SHORT EXERCISE A »
In the student loan transcript, what share of monthly income does the "Pay As You Earn" program cap loan payments at?

DOCUMENT EXCERPT »

AARON MATÉ: President Obama has unveiled new executive actions to address what some have called the nation’s next financial crisis: the over $1.2 trillion in student loans. The massive cost of U.S. college tuition has saddled millions with crushing debt and priced many others out of the classroom. Obama’s order will expend the “Pay As You Earn” program capping loan payments at 10 percent of monthly income. The program also forgives any outstanding debt after 20 years of payments. Obama spoke at the White House on Monday.

PRESIDENT BARACK OBAMA: Today, I’m going to take three reactions to help more young people pay off their student loan debt. Number one, I’m directing our secretary of education, Arne Duncan, to give more Americans who are already making their loan payments a chance to cap those payments at 10 percent of their income. We call it “Pay As You Earn.” We know it works because we’ve already offered it to millions of young people. The second action is to renegotiate contracts with private companies like Sallie Mae that service our student loans. And we’re going to make it clear that these companies are in the business of helping students, not just collecting payments. And they owe young people the customer service and support and financial flexibility that they deserve. That’s number two. Number three, we’re doing more to help every borrower know all the options that are out there, so that they can pick the one that’s right for them.

SHORT EXERCISE B »
Arrange the dataset rows below as a Markdown table with the columns Number and Line, numbering each line, omitting blank lines, and leaving the pictures out of the answer.

Dataset rows
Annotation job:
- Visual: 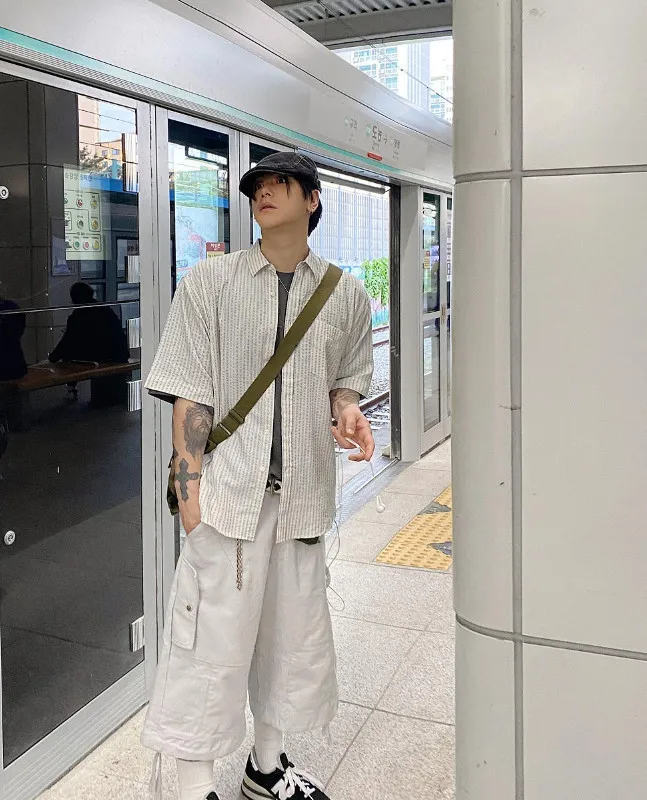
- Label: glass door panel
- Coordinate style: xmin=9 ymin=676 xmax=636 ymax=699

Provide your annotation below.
xmin=423 ymin=319 xmax=441 ymax=431
xmin=421 ymin=192 xmax=451 ymax=453
xmin=447 ymin=197 xmax=454 ymax=417
xmin=0 ymin=75 xmax=144 ymax=766
xmin=168 ymin=120 xmax=231 ymax=290
xmin=422 ymin=192 xmax=442 ymax=432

SOLUTION A »
10 percent

SOLUTION B »
| Number | Line |
|---|---|
| 1 | Annotation job: |
| 2 | - Visual:  |
| 3 | - Label: glass door panel |
| 4 | - Coordinate style: xmin=9 ymin=676 xmax=636 ymax=699 |
| 5 | Provide your annotation below. |
| 6 | xmin=423 ymin=319 xmax=441 ymax=431 |
| 7 | xmin=421 ymin=192 xmax=451 ymax=453 |
| 8 | xmin=447 ymin=197 xmax=454 ymax=417 |
| 9 | xmin=0 ymin=75 xmax=144 ymax=766 |
| 10 | xmin=168 ymin=120 xmax=231 ymax=290 |
| 11 | xmin=422 ymin=192 xmax=442 ymax=432 |